Exercise instructions: Return every line from the records below with the string "survey".

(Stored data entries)
::::

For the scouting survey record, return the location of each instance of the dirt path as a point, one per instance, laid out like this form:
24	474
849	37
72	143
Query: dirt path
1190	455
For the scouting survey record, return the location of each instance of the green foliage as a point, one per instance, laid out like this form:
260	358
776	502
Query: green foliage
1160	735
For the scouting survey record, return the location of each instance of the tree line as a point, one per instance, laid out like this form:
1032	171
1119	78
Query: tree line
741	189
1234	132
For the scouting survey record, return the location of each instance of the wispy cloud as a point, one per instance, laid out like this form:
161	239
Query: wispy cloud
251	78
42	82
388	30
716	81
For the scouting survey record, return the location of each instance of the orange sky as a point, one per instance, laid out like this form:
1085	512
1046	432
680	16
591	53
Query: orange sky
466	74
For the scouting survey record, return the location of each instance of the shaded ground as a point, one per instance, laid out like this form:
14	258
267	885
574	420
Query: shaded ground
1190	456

::::

Exercise solution:
For the scouting survey record, return the location of each instance of the dirt path as a point, one per instance, laid out like this form:
For the scouting survey record, return the location of each instance of the green foliage as a point, one per instance, laid out like this form:
For the scouting survey record, return the location of each instance of the tree line as a point, one per instance, laid out like this form:
For the scouting survey record, return the location of each instance of the wispy cloud as a point, one per instance, laid out like this form:
For the scouting survey record, return the location of each instance of the orange sky as a point, one per instance, laid out like this form:
For the scouting survey record, return the location of each instance of the shaded ground as a point, one per instance, laid out like this form:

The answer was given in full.